### Requirement
Locate every line of the entries below that contains the word "yellow", and copy each such line.

-- Start of Dataset records --

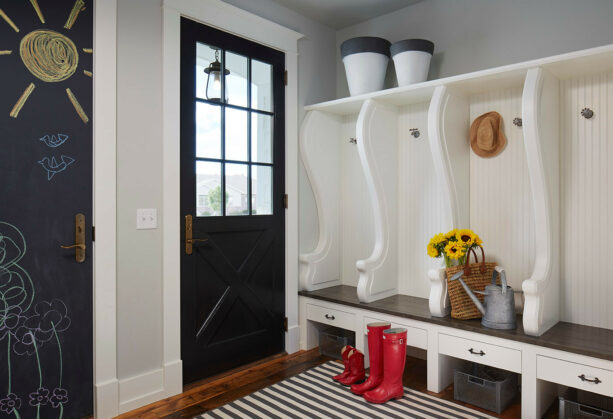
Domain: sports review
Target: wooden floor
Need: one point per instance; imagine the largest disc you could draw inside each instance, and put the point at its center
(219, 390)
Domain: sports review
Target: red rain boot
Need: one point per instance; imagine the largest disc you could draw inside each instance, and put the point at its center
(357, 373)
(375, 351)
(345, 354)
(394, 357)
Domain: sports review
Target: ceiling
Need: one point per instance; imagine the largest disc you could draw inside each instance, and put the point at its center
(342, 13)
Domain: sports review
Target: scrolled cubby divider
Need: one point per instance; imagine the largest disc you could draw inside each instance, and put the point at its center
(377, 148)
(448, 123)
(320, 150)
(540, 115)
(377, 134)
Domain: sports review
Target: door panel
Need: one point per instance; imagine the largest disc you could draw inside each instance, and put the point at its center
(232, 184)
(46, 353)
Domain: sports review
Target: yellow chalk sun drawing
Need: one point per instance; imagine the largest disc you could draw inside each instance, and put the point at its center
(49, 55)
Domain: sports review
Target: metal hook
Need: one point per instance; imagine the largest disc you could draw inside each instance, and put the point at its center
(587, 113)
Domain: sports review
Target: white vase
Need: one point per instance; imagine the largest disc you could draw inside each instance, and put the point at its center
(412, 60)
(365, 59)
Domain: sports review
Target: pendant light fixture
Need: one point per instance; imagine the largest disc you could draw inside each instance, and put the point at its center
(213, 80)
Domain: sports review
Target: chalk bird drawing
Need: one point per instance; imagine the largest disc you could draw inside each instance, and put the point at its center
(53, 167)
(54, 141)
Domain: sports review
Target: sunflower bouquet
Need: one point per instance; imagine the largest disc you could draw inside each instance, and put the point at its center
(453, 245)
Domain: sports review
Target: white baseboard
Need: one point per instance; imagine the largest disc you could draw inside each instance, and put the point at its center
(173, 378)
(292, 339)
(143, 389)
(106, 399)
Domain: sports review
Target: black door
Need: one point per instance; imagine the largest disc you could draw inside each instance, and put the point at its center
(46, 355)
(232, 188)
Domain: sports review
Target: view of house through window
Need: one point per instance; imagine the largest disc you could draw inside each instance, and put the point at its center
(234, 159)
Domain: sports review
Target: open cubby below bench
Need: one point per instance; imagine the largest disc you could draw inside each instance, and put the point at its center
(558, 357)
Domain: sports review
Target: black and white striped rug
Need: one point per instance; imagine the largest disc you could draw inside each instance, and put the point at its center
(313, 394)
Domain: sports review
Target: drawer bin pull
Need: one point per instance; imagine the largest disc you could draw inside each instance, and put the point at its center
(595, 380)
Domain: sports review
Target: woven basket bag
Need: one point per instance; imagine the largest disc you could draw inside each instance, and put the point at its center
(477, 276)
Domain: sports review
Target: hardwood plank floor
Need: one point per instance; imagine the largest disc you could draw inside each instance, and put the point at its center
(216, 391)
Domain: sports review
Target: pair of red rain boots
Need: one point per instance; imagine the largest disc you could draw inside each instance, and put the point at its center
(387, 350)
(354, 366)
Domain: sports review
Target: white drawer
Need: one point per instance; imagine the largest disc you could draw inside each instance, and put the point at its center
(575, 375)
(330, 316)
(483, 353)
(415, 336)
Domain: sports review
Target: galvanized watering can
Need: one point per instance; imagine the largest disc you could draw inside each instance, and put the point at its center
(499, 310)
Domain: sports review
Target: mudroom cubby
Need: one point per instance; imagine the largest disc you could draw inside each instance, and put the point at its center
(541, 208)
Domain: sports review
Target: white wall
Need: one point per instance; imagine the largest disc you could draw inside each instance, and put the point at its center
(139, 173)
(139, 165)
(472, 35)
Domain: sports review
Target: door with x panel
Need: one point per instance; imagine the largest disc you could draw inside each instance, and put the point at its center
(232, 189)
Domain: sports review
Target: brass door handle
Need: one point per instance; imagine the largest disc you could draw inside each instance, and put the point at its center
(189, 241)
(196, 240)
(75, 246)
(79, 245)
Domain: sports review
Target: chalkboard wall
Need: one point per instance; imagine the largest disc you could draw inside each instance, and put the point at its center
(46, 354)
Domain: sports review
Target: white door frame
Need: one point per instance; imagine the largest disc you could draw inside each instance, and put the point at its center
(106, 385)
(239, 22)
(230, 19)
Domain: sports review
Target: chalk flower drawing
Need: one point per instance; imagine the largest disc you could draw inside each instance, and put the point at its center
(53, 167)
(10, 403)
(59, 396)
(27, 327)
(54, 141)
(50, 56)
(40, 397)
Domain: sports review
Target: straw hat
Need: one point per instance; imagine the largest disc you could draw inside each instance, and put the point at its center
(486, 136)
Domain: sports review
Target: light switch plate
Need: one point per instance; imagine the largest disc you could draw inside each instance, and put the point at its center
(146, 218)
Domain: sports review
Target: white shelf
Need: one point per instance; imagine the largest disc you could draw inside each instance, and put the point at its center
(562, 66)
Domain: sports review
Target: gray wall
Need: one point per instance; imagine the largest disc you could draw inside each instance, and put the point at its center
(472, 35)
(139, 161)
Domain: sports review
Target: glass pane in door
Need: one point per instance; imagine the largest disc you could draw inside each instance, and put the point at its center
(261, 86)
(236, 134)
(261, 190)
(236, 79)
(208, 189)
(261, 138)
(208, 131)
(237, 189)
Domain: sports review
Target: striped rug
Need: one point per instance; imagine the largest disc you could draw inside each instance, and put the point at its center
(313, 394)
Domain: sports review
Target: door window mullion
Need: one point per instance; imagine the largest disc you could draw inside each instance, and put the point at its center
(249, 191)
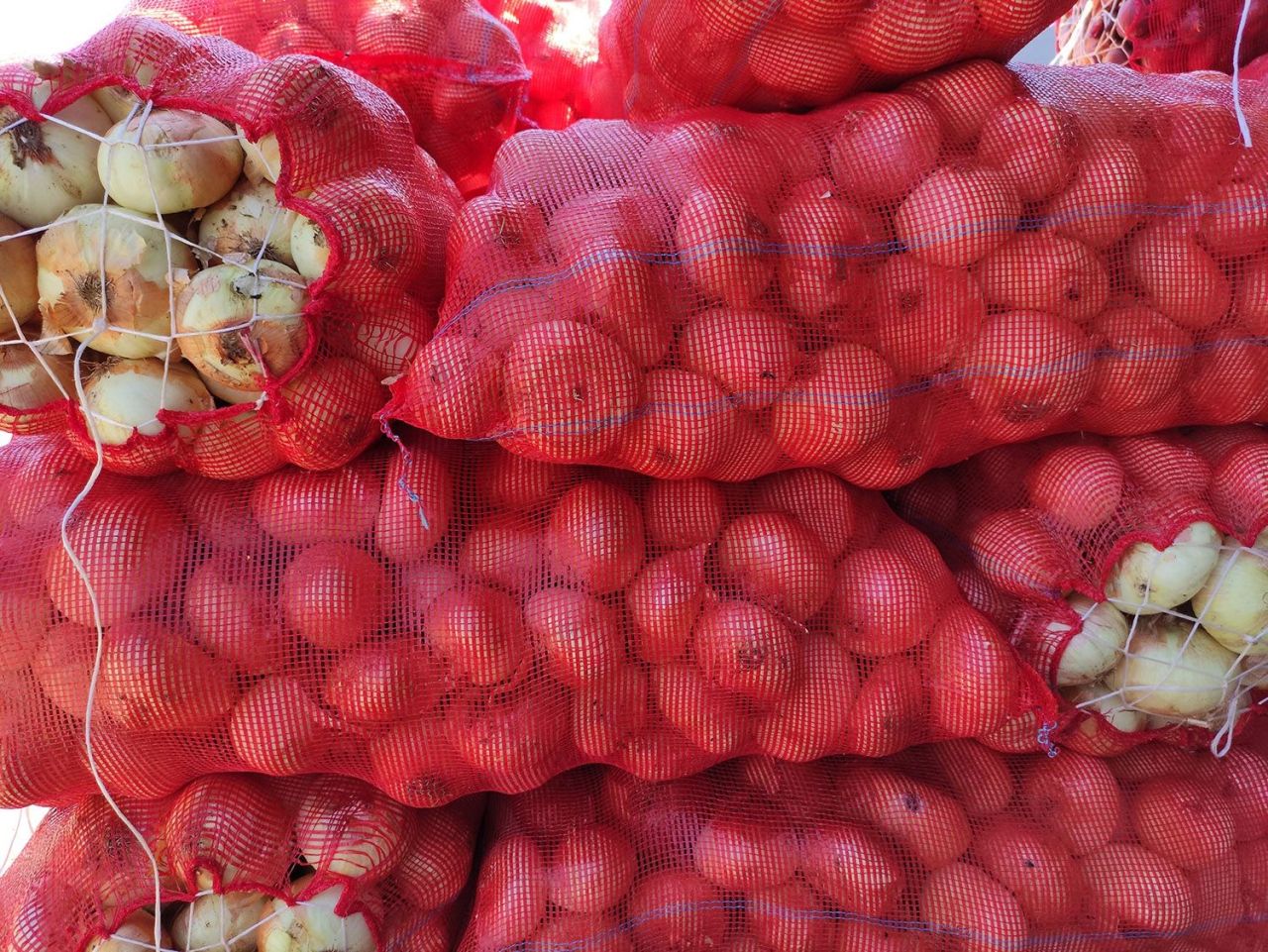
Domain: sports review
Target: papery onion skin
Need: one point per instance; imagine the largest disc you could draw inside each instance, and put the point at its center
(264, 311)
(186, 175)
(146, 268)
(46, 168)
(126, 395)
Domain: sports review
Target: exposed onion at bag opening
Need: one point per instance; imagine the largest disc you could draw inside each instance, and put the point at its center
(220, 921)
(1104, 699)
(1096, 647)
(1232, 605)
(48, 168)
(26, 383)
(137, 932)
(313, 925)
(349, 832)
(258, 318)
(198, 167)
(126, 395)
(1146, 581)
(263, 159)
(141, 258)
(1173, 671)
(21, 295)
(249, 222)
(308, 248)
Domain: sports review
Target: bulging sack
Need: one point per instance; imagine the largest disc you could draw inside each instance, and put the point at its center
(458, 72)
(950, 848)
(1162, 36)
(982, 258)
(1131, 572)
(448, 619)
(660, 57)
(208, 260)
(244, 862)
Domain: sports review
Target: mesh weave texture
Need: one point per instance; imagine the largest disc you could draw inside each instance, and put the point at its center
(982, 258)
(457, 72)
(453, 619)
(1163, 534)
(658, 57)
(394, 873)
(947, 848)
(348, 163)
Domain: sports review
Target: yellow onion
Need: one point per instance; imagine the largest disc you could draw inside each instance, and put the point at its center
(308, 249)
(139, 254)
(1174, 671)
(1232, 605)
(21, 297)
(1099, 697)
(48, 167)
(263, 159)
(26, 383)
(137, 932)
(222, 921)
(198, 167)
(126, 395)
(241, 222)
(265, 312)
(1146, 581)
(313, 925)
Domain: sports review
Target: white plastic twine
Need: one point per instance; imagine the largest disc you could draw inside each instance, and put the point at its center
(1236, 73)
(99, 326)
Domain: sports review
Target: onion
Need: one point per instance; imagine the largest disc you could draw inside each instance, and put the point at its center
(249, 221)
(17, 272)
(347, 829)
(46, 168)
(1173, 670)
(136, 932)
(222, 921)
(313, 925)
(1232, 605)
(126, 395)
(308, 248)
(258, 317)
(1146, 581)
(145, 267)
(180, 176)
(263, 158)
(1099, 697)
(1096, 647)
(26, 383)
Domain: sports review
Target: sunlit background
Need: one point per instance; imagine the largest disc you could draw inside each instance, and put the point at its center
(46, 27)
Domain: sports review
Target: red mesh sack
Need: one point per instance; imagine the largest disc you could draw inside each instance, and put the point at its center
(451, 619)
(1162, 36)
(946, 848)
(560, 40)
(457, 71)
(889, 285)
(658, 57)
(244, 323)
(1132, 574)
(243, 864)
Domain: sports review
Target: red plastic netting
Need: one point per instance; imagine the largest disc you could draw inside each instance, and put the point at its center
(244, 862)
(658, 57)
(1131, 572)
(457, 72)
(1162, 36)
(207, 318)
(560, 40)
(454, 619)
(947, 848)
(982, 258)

-- End of Dataset records --
-- Start of Dataset records --

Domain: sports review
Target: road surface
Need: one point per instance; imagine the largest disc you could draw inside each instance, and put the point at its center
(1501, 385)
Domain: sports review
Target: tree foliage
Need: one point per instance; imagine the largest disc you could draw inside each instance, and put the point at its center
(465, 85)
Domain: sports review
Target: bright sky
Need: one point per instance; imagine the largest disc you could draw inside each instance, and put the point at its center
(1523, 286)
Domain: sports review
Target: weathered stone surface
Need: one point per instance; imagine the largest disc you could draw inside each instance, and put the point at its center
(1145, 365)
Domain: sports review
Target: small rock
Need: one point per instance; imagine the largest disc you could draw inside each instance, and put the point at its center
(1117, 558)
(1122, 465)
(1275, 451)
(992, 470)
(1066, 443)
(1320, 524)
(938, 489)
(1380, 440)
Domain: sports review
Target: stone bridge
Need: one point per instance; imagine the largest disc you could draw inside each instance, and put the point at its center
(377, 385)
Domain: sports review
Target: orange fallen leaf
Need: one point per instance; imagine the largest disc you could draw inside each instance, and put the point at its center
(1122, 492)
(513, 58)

-- End of Dataset records --

### Correct answer
Target: yellow chalk sun drawing
Target: yellow onion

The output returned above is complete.